■ Document segment ■

Video processing with WebCodecs

Manipulating video stream components.

Eugene Zemtsov
Eugene Zemtsov
François Beaufort
François Beaufort

Modern web technologies provide ample ways to work with video. Media Stream API, Media Recording API, Media Source API, and WebRTC API add up to a rich tool set for recording, transferring, and playing video streams. While solving certain high-level tasks, these APIs don't let web programmers work with individual components of a video stream such as frames and unmuxed chunks of encoded video or audio. To get low-level access to these basic components, developers have been using WebAssembly to bring video and audio codecs into the browser. But given that modern browsers already ship with a variety of codecs (which are often accelerated by hardware), repackaging them as WebAssembly seems like a waste of human and computer resources.

WebCodecs API eliminates this inefficiency by giving programmers a way to use media components that are already present in the browser. Specifically:

  • Video and audio decoders
  • Video and audio encoders
  • Raw video frames
  • Image decoders

The WebCodecs API is useful for web applications that require full control over the way media content is processed, such as video editors, video conferencing, video streaming, etc.

Video processing workflow

Frames are the centerpiece in video processing. Thus in WebCodecs most classes either consume or produce frames. Video encoders convert frames into encoded chunks. Video decoders do the opposite.

Also VideoFrame plays nicely with other Web APIs by being a CanvasImageSource and having a constructor that accepts CanvasImageSource. So it can be used in functions like drawImage() andtexImage2D(). Also it can be constructed from canvases, bitmaps, video elements and other video frames.

WebCodecs API works well in tandem with the classes from Insertable Streams API which connect WebCodecs to media stream tracks.

  • MediaStreamTrackProcessor breaks media tracks into individual frames.
  • MediaStreamTrackGenerator creates a media track from a stream of frames.

■ What you have to do ■
From the article on video processing with WebCodecs, extract the passage that begins at "The WebCodecs API" and runs up to and including "media stream tracks.", without changing anything.

Coordinate annotation entries

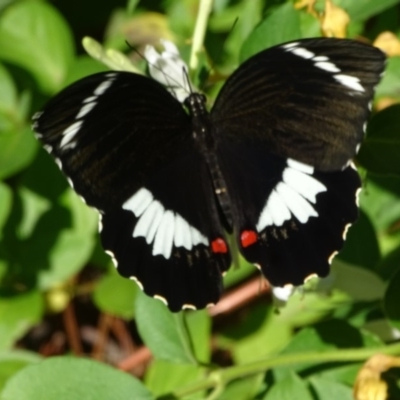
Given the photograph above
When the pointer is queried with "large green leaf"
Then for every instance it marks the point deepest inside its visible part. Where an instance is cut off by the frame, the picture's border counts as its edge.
(49, 235)
(5, 205)
(391, 300)
(18, 314)
(162, 331)
(272, 30)
(331, 390)
(380, 150)
(164, 377)
(34, 36)
(66, 378)
(17, 150)
(289, 388)
(14, 360)
(390, 84)
(361, 10)
(116, 295)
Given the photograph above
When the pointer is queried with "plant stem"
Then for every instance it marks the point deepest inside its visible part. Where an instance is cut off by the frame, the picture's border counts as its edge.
(199, 32)
(228, 374)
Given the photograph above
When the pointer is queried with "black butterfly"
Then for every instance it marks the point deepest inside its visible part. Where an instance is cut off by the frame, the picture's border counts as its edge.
(270, 164)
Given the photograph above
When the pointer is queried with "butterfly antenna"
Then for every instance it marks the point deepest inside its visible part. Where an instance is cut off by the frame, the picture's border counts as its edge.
(167, 76)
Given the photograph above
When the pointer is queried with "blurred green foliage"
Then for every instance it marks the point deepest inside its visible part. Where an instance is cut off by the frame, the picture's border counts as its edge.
(47, 235)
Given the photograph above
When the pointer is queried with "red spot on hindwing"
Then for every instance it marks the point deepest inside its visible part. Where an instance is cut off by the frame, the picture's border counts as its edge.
(219, 246)
(247, 238)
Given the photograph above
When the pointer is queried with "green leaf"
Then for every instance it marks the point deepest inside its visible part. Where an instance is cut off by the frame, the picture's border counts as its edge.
(358, 283)
(17, 150)
(381, 148)
(325, 336)
(272, 31)
(116, 295)
(361, 246)
(360, 10)
(289, 388)
(162, 331)
(8, 93)
(18, 314)
(330, 390)
(261, 333)
(82, 67)
(66, 378)
(74, 244)
(199, 328)
(163, 377)
(14, 360)
(5, 205)
(246, 388)
(34, 36)
(390, 83)
(49, 235)
(391, 300)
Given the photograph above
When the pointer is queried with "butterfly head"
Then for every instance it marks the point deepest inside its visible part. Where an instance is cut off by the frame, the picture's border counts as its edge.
(196, 103)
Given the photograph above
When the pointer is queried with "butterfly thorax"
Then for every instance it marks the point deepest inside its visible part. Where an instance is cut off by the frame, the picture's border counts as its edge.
(206, 143)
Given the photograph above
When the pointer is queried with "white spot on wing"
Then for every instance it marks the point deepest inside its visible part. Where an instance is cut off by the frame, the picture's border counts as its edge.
(102, 87)
(58, 162)
(161, 298)
(292, 196)
(69, 180)
(274, 213)
(48, 148)
(290, 45)
(133, 278)
(90, 99)
(320, 58)
(327, 66)
(69, 135)
(37, 115)
(182, 236)
(160, 227)
(308, 169)
(85, 109)
(138, 202)
(351, 82)
(296, 204)
(303, 53)
(304, 184)
(149, 221)
(165, 235)
(332, 256)
(188, 307)
(113, 259)
(346, 229)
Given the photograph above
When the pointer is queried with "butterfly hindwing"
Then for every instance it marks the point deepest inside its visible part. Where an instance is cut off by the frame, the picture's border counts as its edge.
(289, 120)
(270, 164)
(307, 100)
(124, 143)
(292, 221)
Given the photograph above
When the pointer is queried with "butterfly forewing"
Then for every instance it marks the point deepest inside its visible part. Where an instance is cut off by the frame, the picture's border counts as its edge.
(270, 164)
(125, 145)
(307, 100)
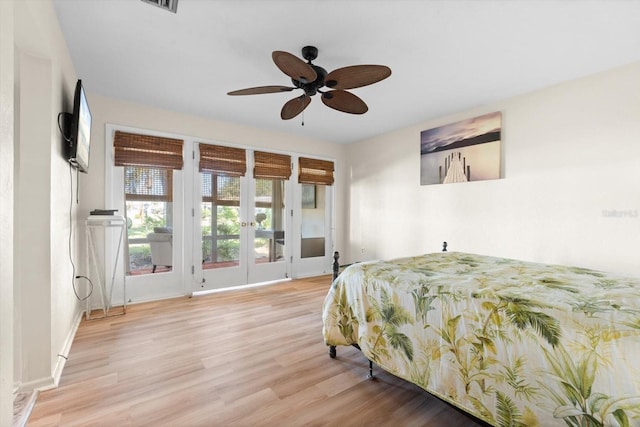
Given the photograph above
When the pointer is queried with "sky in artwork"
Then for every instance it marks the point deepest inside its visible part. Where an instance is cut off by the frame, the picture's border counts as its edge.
(444, 135)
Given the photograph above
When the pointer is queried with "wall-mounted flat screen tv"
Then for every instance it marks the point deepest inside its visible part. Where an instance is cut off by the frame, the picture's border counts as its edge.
(79, 137)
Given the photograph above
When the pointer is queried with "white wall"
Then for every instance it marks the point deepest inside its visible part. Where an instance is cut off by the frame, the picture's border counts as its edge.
(570, 193)
(46, 308)
(6, 213)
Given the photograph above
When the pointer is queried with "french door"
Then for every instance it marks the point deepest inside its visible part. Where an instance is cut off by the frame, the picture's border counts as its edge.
(242, 230)
(215, 219)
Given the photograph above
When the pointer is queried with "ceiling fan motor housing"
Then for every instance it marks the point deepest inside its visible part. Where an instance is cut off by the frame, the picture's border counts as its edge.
(311, 88)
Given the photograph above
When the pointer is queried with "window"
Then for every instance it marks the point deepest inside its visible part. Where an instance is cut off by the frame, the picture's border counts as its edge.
(148, 163)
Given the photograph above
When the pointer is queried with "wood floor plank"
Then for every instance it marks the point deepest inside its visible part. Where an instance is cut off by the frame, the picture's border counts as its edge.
(248, 357)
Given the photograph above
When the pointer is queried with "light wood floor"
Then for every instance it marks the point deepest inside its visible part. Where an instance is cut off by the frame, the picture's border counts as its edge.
(252, 357)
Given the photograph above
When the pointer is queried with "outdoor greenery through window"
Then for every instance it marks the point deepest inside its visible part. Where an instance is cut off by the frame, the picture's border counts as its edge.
(220, 210)
(149, 197)
(149, 162)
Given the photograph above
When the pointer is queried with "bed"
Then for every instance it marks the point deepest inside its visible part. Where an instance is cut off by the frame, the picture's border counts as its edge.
(510, 342)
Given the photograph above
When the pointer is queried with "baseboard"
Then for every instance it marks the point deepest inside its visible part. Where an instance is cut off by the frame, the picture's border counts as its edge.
(23, 404)
(63, 356)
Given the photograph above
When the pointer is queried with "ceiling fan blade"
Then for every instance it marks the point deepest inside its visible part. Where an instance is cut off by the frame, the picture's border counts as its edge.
(294, 107)
(344, 101)
(294, 67)
(261, 89)
(356, 76)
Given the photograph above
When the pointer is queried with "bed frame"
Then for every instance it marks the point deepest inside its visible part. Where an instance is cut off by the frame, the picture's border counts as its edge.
(336, 273)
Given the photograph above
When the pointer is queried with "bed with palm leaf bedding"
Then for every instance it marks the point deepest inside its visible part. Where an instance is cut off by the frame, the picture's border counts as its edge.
(511, 342)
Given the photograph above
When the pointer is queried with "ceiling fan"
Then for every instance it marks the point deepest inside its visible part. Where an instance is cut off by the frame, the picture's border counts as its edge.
(312, 78)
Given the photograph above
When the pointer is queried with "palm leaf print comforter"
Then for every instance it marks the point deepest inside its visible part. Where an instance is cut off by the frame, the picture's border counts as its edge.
(513, 343)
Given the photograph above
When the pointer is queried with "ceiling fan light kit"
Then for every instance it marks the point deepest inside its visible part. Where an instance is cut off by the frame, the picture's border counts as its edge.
(312, 78)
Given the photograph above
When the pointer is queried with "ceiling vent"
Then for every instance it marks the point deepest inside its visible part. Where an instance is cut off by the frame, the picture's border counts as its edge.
(170, 5)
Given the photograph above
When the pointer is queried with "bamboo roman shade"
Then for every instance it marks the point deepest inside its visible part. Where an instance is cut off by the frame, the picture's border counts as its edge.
(222, 160)
(132, 149)
(271, 165)
(314, 171)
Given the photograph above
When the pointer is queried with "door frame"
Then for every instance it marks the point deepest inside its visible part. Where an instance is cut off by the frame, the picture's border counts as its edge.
(183, 279)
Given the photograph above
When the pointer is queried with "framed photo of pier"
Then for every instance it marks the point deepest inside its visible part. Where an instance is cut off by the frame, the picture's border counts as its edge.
(468, 150)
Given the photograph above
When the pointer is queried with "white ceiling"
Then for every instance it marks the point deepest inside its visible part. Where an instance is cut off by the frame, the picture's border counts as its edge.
(446, 56)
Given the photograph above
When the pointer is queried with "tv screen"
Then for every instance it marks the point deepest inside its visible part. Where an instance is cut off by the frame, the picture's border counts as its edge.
(79, 142)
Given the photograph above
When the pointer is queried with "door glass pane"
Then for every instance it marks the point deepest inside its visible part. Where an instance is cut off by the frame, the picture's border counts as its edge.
(220, 216)
(269, 220)
(313, 220)
(149, 208)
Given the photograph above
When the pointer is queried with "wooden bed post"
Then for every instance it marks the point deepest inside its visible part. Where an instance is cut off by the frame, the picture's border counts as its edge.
(336, 272)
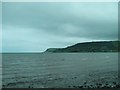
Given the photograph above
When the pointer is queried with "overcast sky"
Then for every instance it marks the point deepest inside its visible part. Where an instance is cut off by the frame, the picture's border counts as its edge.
(34, 27)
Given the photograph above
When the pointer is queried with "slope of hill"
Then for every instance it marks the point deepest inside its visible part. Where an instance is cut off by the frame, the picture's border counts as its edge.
(99, 46)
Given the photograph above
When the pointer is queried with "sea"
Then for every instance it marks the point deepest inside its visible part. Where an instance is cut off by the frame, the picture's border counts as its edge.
(59, 70)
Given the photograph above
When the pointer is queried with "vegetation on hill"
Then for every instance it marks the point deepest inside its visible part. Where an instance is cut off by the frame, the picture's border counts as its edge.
(98, 46)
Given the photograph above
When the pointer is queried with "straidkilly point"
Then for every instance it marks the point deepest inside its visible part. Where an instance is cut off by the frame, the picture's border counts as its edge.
(98, 46)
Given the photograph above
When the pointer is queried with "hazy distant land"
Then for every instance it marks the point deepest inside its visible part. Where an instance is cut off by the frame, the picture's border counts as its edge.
(98, 46)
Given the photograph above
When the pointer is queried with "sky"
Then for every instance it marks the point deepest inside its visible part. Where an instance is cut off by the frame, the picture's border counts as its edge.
(36, 26)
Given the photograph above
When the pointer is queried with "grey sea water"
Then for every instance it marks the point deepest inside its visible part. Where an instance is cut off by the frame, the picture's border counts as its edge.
(59, 70)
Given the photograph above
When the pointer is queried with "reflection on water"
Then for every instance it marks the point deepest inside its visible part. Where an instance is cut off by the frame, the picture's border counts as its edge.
(59, 69)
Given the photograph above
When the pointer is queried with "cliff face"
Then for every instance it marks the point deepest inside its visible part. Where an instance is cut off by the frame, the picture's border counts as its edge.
(101, 46)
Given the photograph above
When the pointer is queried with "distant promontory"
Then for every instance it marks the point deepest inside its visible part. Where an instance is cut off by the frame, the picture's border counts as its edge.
(98, 46)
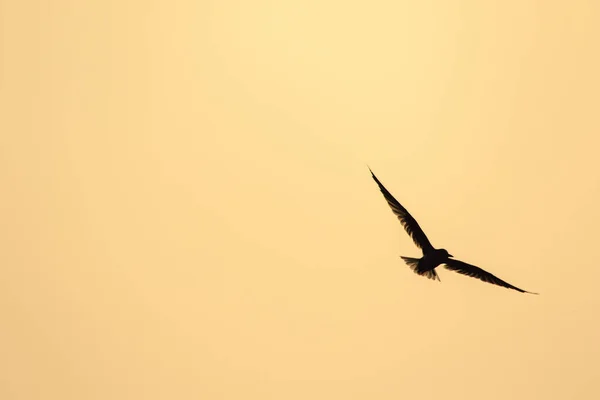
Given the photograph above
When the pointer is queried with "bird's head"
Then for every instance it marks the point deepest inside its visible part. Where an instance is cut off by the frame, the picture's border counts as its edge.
(446, 253)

■ Answer for this exercise ■
The WebCodecs API is useful for web applications that require full control over the way media content is processed, such as video editors, video conferencing, video streaming, etc.

Video processing workflow

Frames are the centerpiece in video processing. Thus in WebCodecs most classes either consume or produce frames. Video encoders convert frames into encoded chunks. Video decoders do the opposite.

Also VideoFrame plays nicely with other Web APIs by being a CanvasImageSource and having a constructor that accepts CanvasImageSource. So it can be used in functions like drawImage() andtexImage2D(). Also it can be constructed from canvases, bitmaps, video elements and other video frames.

WebCodecs API works well in tandem with the classes from Insertable Streams API which connect WebCodecs to media stream tracks.